- Written request 1: In the case summary, condense the paragraph beginning "In their second amended complaint" into a short bulleted list that keeps its main facts.
- Written request 2: Output the passage of the case summary from "First, the court" to "Kansas’ long-arm statute." word for word.
- Written request 3: According to the case summary, under which statute did the court find it lacked personal jurisdiction over Heartland?

Thompson v. Jiffy Lube International, Inc., et al., 505 F. Supp.2d 907 (D. Kan. April 23, 2007)
This one’s a journey down the yellow brick road to dismissal of the plaintiffs’ claims against one defendant and partial dismissal against two others. The wizard, the court that is, had a lot to address in the opinion. No, not whether the tin man deserved a brain. There were a number of motions to dismiss on various Rule 12(b) grounds. The defendants moved to dismiss under Rules 12(b)(2), (6) and (7), but we’ll do our best to boil it down to the nitty gritty and help you ease on down the road.
(Editors’ Note: Yes, we realize that we have used a similar title before, but it is hard to come up with something clever regarding Kansas, other than to taunt its overrated football team. Also, we were worried that if we went with the Jiffy Lube angle, the post would be rated NC-17)
In their second amended complaint, the plaintiffs, who we understand are not munchkins, asserted violations of consumer protection statutes, negligence, and unjust enrichment against Jiffy Lube Incorporated (JLI) and two JLI franchises, R & P Enterprises, Inc. and Heartland Automotive, Inc. The complaint alleged that JLI engaged in a number of deceptive sales practices, including recommending that customers purchase unnecessary services and charging an improper environmental fee. There was no allegation that JLI had committed any labor violations in busting up the Lollipop Guild. One plaintiff was a Kansas resident who purchased services at a JLI franchise owned by R & P, a Kansas operation. Another plaintiff was a Tennessee resident who was a customer at JLI franchises in Tennessee owned by Heartland. Heartland also had locations (not visited by that plaintiff) in Kansas. In the second amended complaint, a number of additional named plaintiffs made similar claims.
First, the court dismissed the claims of the additional named plaintiffs because they were improperly added without seeking leave of court and in violation of the scheduling order. As a result, winged monkeys were dispatched to the plaintiffs’ attorney’s office to insure no further violations would occur. Next, the court dismissed the claims against Heartland because it found it lacked personal jurisdiction over Heartland under Kansas’ long-arm statute.

Data listing
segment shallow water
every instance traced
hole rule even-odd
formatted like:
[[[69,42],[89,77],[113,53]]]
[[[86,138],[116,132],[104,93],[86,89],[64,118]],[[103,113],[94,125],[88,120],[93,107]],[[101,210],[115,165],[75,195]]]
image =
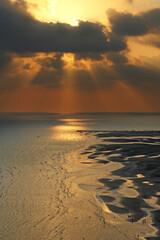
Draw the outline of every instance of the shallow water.
[[[133,129],[159,130],[160,115],[0,114],[0,239],[111,239],[95,197],[106,169],[80,154],[100,140],[77,131]]]

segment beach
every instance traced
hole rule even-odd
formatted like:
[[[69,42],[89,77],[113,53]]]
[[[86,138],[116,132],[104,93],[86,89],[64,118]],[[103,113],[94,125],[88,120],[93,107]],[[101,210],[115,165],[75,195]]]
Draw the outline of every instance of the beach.
[[[160,239],[160,117],[108,118],[1,116],[0,239]]]

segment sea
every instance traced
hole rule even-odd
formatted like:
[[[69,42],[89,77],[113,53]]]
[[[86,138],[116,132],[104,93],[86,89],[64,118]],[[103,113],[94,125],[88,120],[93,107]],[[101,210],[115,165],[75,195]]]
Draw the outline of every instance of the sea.
[[[94,226],[77,227],[87,225],[82,208],[98,211],[83,191],[104,174],[88,170],[82,152],[99,141],[96,132],[159,130],[160,113],[0,113],[0,239],[98,239]]]

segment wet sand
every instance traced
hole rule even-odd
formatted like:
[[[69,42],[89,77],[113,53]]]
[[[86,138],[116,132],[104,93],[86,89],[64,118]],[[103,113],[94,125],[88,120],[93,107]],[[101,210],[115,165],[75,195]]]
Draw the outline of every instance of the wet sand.
[[[159,239],[157,132],[25,131],[0,145],[0,239]]]
[[[103,165],[104,170],[98,174],[102,176],[103,172],[103,177],[97,175],[101,186],[94,190],[108,209],[106,221],[114,216],[112,223],[118,223],[122,231],[127,227],[127,237],[131,239],[136,239],[131,236],[132,229],[137,239],[160,239],[160,132],[92,131],[88,134],[100,141],[88,147],[83,155],[95,168]],[[83,189],[93,191],[88,185]]]

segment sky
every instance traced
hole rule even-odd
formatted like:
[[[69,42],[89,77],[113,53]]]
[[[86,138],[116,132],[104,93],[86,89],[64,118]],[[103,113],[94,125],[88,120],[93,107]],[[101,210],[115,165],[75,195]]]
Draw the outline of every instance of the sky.
[[[0,0],[0,112],[160,112],[160,0]]]

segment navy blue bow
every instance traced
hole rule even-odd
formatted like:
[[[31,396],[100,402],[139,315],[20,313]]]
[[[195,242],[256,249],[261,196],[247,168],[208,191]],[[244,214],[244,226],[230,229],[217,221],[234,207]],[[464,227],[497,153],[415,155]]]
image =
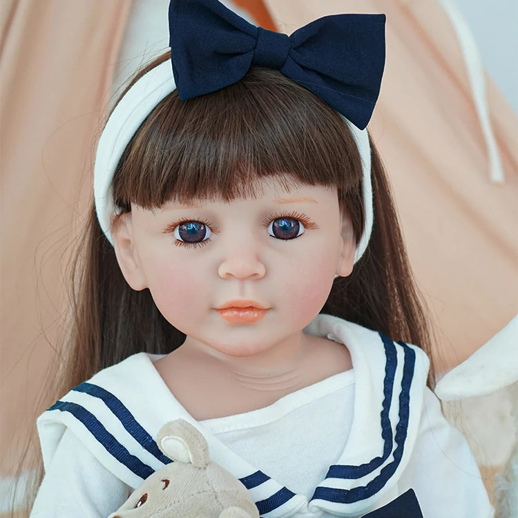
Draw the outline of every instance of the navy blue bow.
[[[386,506],[365,515],[363,518],[423,518],[423,513],[414,490],[409,489]]]
[[[291,36],[256,27],[218,0],[171,0],[169,45],[180,99],[236,83],[252,66],[278,70],[359,129],[385,66],[385,15],[319,18]]]

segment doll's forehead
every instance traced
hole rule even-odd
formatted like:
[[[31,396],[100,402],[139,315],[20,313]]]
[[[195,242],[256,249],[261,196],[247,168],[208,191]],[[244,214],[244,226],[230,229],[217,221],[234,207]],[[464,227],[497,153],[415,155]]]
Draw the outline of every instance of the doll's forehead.
[[[327,202],[336,197],[337,189],[334,186],[308,185],[290,179],[289,182],[278,182],[271,178],[258,181],[253,192],[228,200],[220,196],[180,199],[173,198],[167,201],[162,209],[202,209],[207,205],[229,205],[239,202],[257,201],[274,202],[279,204],[289,203],[309,203],[318,204]]]

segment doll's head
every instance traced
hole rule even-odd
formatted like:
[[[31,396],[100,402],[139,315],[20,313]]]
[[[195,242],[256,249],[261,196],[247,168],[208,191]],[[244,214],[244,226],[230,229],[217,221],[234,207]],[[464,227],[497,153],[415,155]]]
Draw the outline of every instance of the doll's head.
[[[187,101],[173,92],[115,173],[119,265],[182,333],[256,352],[307,325],[352,271],[361,175],[342,117],[278,72]],[[236,299],[265,309],[229,322],[218,308]]]
[[[169,59],[168,53],[142,70],[128,88]],[[64,385],[74,386],[133,354],[167,354],[182,345],[186,338],[184,321],[189,324],[188,332],[196,323],[185,320],[184,313],[177,312],[185,311],[191,303],[184,299],[182,290],[186,289],[189,293],[201,291],[199,294],[207,299],[203,303],[213,313],[214,307],[236,298],[254,298],[272,307],[280,300],[289,312],[289,294],[283,293],[289,285],[296,297],[304,297],[305,293],[314,296],[308,312],[296,314],[300,318],[290,325],[301,329],[313,314],[320,311],[429,350],[427,323],[376,147],[371,143],[374,224],[366,249],[353,267],[351,251],[363,239],[365,227],[362,160],[348,124],[312,93],[278,72],[262,67],[251,68],[235,84],[186,101],[180,100],[174,90],[153,105],[121,153],[109,186],[110,204],[117,207],[118,213],[108,220],[108,227],[115,233],[120,231],[118,248],[122,251],[129,243],[130,218],[142,215],[159,218],[154,231],[157,242],[161,242],[160,253],[170,254],[161,258],[166,275],[151,279],[150,272],[157,272],[151,266],[147,271],[141,269],[132,276],[128,254],[125,260],[117,251],[117,261],[92,205],[87,236],[75,262],[75,347],[68,349],[70,376]],[[297,193],[320,197],[318,205],[274,200],[293,198]],[[172,215],[175,211],[165,220],[160,220],[170,204],[202,207],[178,211],[189,220],[186,224],[195,224],[184,227],[181,235],[178,227],[171,227],[178,221]],[[216,207],[218,211],[209,210]],[[316,207],[325,213],[325,224],[311,212]],[[291,213],[294,211],[300,213]],[[305,225],[300,216],[309,216],[309,212],[311,217]],[[284,216],[284,222],[279,215]],[[213,225],[206,225],[213,231],[211,242],[189,247],[175,244],[188,238],[195,241],[210,238],[203,228],[205,220]],[[282,231],[297,236],[277,242],[281,240],[271,236],[276,222]],[[300,223],[305,231],[298,236]],[[312,223],[331,232],[320,234],[328,238],[317,240],[318,231],[311,228]],[[169,232],[164,232],[168,226]],[[239,246],[240,238],[231,231],[234,228],[238,233],[247,230],[242,247]],[[220,237],[229,240],[228,247],[221,240],[213,246]],[[315,246],[305,248],[309,239],[316,240],[311,242]],[[135,257],[138,258],[143,251],[151,253],[152,248],[141,247]],[[309,255],[306,258],[305,254]],[[289,269],[294,257],[299,262]],[[174,262],[177,259],[182,268],[188,268],[186,271],[174,270],[174,265],[180,264]],[[284,259],[277,270],[277,279],[281,279],[278,285],[267,278],[278,266],[276,259]],[[311,269],[312,260],[322,262],[324,271]],[[305,266],[299,269],[301,265]],[[197,268],[211,269],[213,284],[208,289],[200,282],[207,278],[207,271],[200,271],[197,278]],[[322,276],[321,285],[312,291],[315,271]],[[290,276],[285,281],[283,271]],[[340,276],[334,280],[335,274]],[[172,279],[177,284],[170,289],[167,283]],[[148,289],[152,280],[158,287],[153,290],[157,304]],[[187,285],[188,280],[198,282],[194,289]],[[263,292],[267,296],[261,296],[260,284],[267,285]],[[300,287],[306,288],[305,291],[297,291]],[[174,325],[177,316],[178,328]],[[266,317],[262,320],[266,322]]]

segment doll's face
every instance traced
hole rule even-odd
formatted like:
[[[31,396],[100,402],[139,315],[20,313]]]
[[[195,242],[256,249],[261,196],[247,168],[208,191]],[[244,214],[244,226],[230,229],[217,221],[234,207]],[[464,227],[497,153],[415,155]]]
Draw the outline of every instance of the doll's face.
[[[231,356],[300,332],[324,305],[335,274],[352,270],[356,242],[336,189],[299,184],[287,192],[271,178],[260,185],[256,198],[227,203],[133,205],[113,232],[130,285],[148,288],[188,340]],[[236,300],[266,309],[248,318],[240,317],[247,310],[218,310]]]

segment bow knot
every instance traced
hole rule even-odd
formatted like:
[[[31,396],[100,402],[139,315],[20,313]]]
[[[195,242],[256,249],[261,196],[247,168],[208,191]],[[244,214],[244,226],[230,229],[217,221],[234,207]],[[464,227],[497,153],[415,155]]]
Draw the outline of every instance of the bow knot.
[[[291,36],[249,23],[218,0],[171,0],[169,44],[180,99],[224,88],[252,65],[279,70],[359,129],[385,67],[385,15],[334,15]]]
[[[252,64],[280,70],[289,52],[289,37],[281,32],[258,27],[257,44]]]

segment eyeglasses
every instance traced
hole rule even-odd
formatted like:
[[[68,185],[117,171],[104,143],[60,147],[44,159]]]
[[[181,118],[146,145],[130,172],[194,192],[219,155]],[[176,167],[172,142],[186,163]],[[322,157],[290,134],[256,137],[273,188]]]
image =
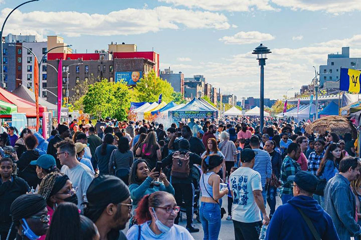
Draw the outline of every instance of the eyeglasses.
[[[41,216],[32,216],[29,218],[40,219],[43,222],[49,222],[50,220],[50,215],[44,214]]]
[[[156,206],[155,208],[163,208],[165,210],[165,212],[167,212],[168,214],[171,214],[173,211],[174,211],[175,213],[177,213],[179,212],[179,211],[180,210],[180,207],[178,206],[175,206],[173,207],[171,206]]]
[[[66,152],[67,154],[68,153],[67,152],[56,152],[56,153],[55,154],[55,155],[56,155],[56,156],[59,156],[61,154],[65,154],[65,152]]]
[[[67,192],[60,192],[58,194],[63,194],[64,195],[70,194],[71,196],[72,196],[73,195],[76,194],[76,192],[77,190],[78,190],[78,187],[77,186],[75,188],[71,188],[68,190]]]

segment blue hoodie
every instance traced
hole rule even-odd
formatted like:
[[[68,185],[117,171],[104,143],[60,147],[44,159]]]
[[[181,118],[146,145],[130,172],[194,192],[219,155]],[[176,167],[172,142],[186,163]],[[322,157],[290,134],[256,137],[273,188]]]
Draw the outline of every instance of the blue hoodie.
[[[322,240],[339,240],[331,217],[317,202],[309,196],[294,196],[276,210],[267,228],[265,240],[315,239],[296,207],[312,222]]]

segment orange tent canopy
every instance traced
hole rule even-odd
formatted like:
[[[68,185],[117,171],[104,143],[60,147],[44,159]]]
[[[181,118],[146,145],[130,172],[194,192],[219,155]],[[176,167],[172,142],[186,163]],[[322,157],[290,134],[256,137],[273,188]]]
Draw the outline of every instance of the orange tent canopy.
[[[1,88],[0,88],[0,100],[16,105],[18,106],[18,112],[25,114],[27,118],[36,118],[35,104],[24,100]],[[47,112],[46,107],[39,105],[40,116],[43,116],[43,112]]]

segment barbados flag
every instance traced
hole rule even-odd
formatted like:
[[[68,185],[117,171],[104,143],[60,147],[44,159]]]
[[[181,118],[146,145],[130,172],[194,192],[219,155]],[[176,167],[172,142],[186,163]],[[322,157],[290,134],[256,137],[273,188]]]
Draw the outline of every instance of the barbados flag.
[[[361,71],[341,68],[340,72],[340,90],[360,92],[360,74]]]

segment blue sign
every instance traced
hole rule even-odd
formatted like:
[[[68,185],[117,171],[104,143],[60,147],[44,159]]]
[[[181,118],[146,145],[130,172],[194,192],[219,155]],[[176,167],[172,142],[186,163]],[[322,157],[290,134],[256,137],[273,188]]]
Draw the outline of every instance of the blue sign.
[[[116,72],[115,82],[123,80],[127,85],[136,85],[142,78],[141,72]]]

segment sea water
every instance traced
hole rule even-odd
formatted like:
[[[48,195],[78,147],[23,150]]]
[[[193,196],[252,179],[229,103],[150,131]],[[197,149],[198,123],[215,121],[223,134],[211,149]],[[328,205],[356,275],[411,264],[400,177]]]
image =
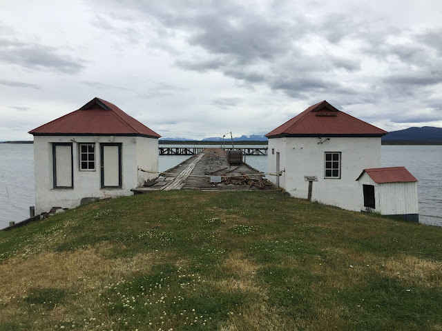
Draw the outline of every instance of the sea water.
[[[183,147],[183,145],[162,145]],[[193,147],[193,145],[189,145]],[[221,147],[218,145],[195,146]],[[240,146],[240,147],[267,147]],[[165,171],[189,158],[186,155],[160,155],[160,171]],[[267,157],[246,157],[255,169],[267,172]],[[419,180],[419,221],[442,226],[442,146],[383,146],[381,166],[405,166]],[[35,205],[34,146],[0,143],[0,228],[11,221],[29,217]]]

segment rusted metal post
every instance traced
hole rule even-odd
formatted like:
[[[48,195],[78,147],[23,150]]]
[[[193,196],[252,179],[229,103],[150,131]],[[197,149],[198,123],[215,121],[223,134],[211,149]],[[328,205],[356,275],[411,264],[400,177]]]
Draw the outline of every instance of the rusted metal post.
[[[307,195],[307,199],[309,201],[311,201],[311,190],[313,189],[313,181],[309,181],[309,194]]]

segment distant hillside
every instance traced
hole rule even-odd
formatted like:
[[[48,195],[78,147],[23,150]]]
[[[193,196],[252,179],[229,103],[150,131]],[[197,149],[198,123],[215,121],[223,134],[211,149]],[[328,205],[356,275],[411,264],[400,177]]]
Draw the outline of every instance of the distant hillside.
[[[187,138],[160,138],[159,140],[166,140],[168,141],[198,141],[196,139],[189,139]]]
[[[442,144],[442,128],[412,127],[392,131],[382,137],[383,144]]]
[[[231,140],[229,137],[224,137],[224,141]],[[251,134],[250,136],[242,135],[241,137],[236,137],[233,141],[267,141],[268,139],[265,136],[262,134]],[[222,137],[211,137],[204,138],[202,141],[222,141]]]

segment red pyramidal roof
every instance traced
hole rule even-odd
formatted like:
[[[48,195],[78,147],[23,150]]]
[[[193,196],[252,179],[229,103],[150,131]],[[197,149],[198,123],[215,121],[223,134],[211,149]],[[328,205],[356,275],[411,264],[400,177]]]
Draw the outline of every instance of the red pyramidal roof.
[[[364,169],[356,181],[367,172],[372,179],[378,184],[383,183],[409,183],[417,181],[405,167],[372,168]]]
[[[124,135],[160,138],[161,136],[128,115],[113,103],[94,98],[78,110],[66,114],[29,133],[46,135]]]
[[[387,133],[338,110],[324,100],[311,106],[266,137],[382,137]]]

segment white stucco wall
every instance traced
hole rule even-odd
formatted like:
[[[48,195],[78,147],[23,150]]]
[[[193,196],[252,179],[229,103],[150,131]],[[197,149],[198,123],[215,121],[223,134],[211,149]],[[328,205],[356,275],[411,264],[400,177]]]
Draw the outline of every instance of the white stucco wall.
[[[157,144],[157,139],[150,139],[148,141],[140,140],[144,147],[139,150],[137,147],[139,138],[122,136],[35,136],[36,213],[48,212],[52,207],[72,208],[79,205],[81,199],[84,197],[131,195],[133,192],[131,189],[137,187],[139,183],[137,159],[142,157],[142,150],[146,149],[152,151],[153,157],[151,161],[156,158],[157,168],[157,148],[153,152],[154,146]],[[71,139],[75,141],[73,142]],[[53,188],[52,143],[71,142],[73,148],[74,188]],[[95,170],[79,171],[79,143],[95,143]],[[122,188],[101,188],[99,143],[122,143]],[[152,161],[152,163],[155,163],[155,161]],[[146,166],[148,168],[148,166]]]
[[[364,173],[358,181],[361,192],[363,192],[363,184],[374,186],[376,208],[370,211],[383,215],[419,214],[417,182],[378,184],[367,173]],[[361,210],[367,210],[364,207],[363,194]]]
[[[137,137],[137,159],[139,168],[145,170],[158,171],[158,139],[154,138]],[[158,177],[138,170],[137,184],[141,186],[145,181]]]
[[[323,137],[322,141],[327,139]],[[309,183],[304,176],[316,176],[313,183],[312,201],[333,205],[349,210],[361,210],[363,197],[356,179],[362,170],[381,166],[381,138],[330,137],[318,143],[318,137],[285,137],[269,139],[269,170],[274,171],[276,151],[280,150],[280,168],[285,172],[280,178],[280,186],[291,195],[307,199]],[[275,148],[275,154],[271,149]],[[324,178],[325,152],[341,152],[341,177]],[[272,178],[273,177],[273,178]],[[269,177],[273,183],[274,177]]]
[[[280,171],[282,171],[282,175],[279,177],[279,186],[282,188],[286,188],[285,184],[285,172],[284,169],[286,168],[286,139],[278,138],[275,139],[269,139],[268,145],[268,159],[269,159],[269,172],[271,174],[276,173],[276,153],[280,153]],[[269,176],[269,180],[273,184],[277,185],[278,177],[276,176]]]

- Written reply 1:
- In their second amended complaint, the plaintiffs asserted violations of consumer protection statutes, negligence, and unjust enrichment.
- The defendants were Jiffy Lube Incorporated (JLI) and two JLI franchises, R & P Enterprises, Inc. and Heartland Automotive, Inc.
- The complaint alleged deceptive sales practices by JLI, including recommending unnecessary services and charging an improper environmental fee.
- One plaintiff, a Kansas resident, bought services at a JLI franchise owned by R & P, a Kansas operation.
- Another plaintiff, a Tennessee resident, was a customer at Heartland-owned JLI franchises in Tennessee. Heartland also had Kansas locations that this plaintiff did not visit.
- Additional named plaintiffs made similar claims in the second amended complaint.

- Written reply 2:
First, the court dismissed the claims of the additional named plaintiffs because they were improperly added without seeking leave of court and in violation of the scheduling order. As a result, winged monkeys were dispatched to the plaintiffs’ attorney’s office to insure no further violations would occur. Next, the court dismissed the claims against Heartland because it found it lacked personal jurisdiction over Heartland under Kansas’ long-arm statute.

- Written reply 3: Kansas' long-arm statute.